AUFGABENBESCHREIBUNG: Gib aus der Besprechung der Supernatural-Folge den Abschnitt von „So nett es auch“ bis einschließlich „(auf menschlicher Ebene)?“ wortgetreu wieder.

TEXTAUSZUG:
Supernatural S10E09 - The Things We Left Behind

Clive77

Serial Watcher
Mit der Folge „The Things We Left Behind“ verabschiedet sich die US-Serie Supernatural in die Winterpause. Bei dem zentralen Thema „Familie“ steht hauptsächlich Castiel im Vordergrund.

Castiel und Claire
Der Abschied von Hannah (Erica Carroll) hatte es schon angedeutet: Castiel (Misha Collins) bekam ein schlechtes Gewissen, weil er seinen Wirt Jimmy Novak aus dessen Familie gezerrt hat. Diese Woche versucht er sich an einer Wiedergutmachung, indem er Jimmys Tochter Claire (Kathryn Newton) aufsucht. Aber ganz so einfach, wie Castiel es sich vielleicht vorgestellt hat, verläuft das Wiedersehen natürlich nicht.
Castiels andauernder Kampf mit der eigenen Menschlichkeit und Gefühlen steht in dieser Episode im Vordergrund und Collins bringt seine Figur wie üblich glaubhaft, ein wenig naiv und unbeholfen rüber, wobei er stets eine Ausstrahlung von Verwirrung, Reue und Schuld an den Tag legt. Die Geschichte, die sich dabei abspielt, erfindet das Rad sicher nicht neu. Jimmys Abwesenheit hat dazu geführt, dass Claire im Hier und Jetzt auch ohne Mutter dasteht, auf die schiefe Bahn geraten ist und sich eine Ersatzfamilie in Form vom verschuldeten Randy (Roark Critchlow) und Dustin (Jake Guy) gesucht hat. Castiels Beteuerungen, er wolle sich jetzt um Claire kümmern, stoßen da zunächst auf taube Ohren. Aber das war auch zu erwarten. Es bedarf erst einer Extremsituation gegen Ende der Folge, damit die beiden zusammen finden und Claire nun womöglich tatsächlich in der Obhut des Engels bleibt.
So nett es auch ist, dem Mann im Trenchcoat bei seinen väterlichen Erkundungen und ersten Erfahrungen zu folgen, fühlt sich dieser Handlungsstrang im Midseason-Finale etwas fehl am Platze an und wäre sicher besser in einer der wöchentlichen Einzelfolgen aufgehoben gewesen, die sich weniger auf die Rahmenhandlung konzentrieren. Zum Familienthema der Episode passte das alles zwar ganz gut, aber es bleibt fraglich, wohin die Autoren mit dieser Handlung überhaupt wollen. Sehen wir Castiel in zukünftigen Folgen bei der Erziehung von Claire zu? Was ist aus dem „Grace“-Problem geworden? Die Richtung, die hier angegangen wird, wirft einige Fragezeichen auf. Oder sollte uns bloß noch einmal in Erinnerung gerufen werden, wie sehr sich unser Engel inzwischen verändert hat (auf menschlicher Ebene)?

DATENAUSZÜGE:
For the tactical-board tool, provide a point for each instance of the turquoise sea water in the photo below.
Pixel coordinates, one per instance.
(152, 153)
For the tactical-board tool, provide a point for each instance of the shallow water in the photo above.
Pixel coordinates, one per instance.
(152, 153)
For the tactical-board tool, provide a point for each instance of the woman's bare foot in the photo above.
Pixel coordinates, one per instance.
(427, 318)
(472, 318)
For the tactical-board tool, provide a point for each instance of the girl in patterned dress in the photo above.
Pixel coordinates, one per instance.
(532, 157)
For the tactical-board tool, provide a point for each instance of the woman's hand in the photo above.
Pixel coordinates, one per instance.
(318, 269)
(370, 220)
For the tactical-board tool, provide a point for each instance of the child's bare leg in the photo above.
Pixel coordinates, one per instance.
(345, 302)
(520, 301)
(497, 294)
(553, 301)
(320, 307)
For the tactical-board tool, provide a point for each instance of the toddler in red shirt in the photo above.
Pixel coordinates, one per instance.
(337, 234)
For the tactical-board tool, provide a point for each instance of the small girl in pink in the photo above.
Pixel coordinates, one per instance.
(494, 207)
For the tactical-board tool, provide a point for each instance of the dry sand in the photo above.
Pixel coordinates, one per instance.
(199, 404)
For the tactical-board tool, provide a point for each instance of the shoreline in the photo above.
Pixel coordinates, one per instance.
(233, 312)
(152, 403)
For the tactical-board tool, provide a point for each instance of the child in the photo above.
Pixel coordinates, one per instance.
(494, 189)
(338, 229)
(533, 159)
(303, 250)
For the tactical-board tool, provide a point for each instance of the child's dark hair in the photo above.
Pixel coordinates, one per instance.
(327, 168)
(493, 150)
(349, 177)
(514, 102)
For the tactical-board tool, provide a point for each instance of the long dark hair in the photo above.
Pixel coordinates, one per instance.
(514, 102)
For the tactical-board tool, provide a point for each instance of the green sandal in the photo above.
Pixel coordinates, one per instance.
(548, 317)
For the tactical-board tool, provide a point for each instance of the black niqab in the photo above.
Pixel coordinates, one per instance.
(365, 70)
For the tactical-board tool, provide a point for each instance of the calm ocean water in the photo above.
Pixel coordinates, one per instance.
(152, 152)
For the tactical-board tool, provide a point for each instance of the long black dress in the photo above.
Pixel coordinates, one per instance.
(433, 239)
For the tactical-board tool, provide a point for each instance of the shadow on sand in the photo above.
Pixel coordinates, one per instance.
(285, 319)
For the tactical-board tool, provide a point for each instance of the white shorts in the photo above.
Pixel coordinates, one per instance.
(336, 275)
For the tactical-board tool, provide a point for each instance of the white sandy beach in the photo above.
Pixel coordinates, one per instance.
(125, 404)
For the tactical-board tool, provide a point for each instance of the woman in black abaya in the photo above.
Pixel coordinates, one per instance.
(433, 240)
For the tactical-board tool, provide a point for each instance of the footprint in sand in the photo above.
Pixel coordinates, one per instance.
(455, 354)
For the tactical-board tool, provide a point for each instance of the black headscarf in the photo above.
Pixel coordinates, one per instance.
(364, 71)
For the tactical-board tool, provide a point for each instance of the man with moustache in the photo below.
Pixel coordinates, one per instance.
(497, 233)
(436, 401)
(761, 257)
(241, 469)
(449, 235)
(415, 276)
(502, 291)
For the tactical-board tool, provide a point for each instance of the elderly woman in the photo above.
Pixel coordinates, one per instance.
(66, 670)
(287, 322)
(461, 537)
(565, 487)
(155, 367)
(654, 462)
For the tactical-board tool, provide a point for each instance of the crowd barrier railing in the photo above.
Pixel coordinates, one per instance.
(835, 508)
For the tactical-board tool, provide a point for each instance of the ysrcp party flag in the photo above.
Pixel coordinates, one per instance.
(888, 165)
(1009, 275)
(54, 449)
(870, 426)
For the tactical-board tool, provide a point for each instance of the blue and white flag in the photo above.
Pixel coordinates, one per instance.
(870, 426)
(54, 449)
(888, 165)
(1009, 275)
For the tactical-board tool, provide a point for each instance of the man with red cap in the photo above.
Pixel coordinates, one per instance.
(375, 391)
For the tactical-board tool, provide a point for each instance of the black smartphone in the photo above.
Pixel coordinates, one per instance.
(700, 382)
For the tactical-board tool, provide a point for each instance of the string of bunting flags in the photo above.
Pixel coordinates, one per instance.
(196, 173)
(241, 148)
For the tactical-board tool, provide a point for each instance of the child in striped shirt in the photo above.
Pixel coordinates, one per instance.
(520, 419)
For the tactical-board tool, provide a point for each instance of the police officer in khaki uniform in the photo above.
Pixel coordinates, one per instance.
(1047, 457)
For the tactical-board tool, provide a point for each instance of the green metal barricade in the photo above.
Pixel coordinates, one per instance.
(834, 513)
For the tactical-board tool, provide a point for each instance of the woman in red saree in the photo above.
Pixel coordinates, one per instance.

AUFGABENERGEBNIS:
So nett es auch ist, dem Mann im Trenchcoat bei seinen väterlichen Erkundungen und ersten Erfahrungen zu folgen, fühlt sich dieser Handlungsstrang im Midseason-Finale etwas fehl am Platze an und wäre sicher besser in einer der wöchentlichen Einzelfolgen aufgehoben gewesen, die sich weniger auf die Rahmenhandlung konzentrieren. Zum Familienthema der Episode passte das alles zwar ganz gut, aber es bleibt fraglich, wohin die Autoren mit dieser Handlung überhaupt wollen. Sehen wir Castiel in zukünftigen Folgen bei der Erziehung von Claire zu? Was ist aus dem „Grace“-Problem geworden? Die Richtung, die hier angegangen wird, wirft einige Fragezeichen auf. Oder sollte uns bloß noch einmal in Erinnerung gerufen werden, wie sehr sich unser Engel inzwischen verändert hat (auf menschlicher Ebene)?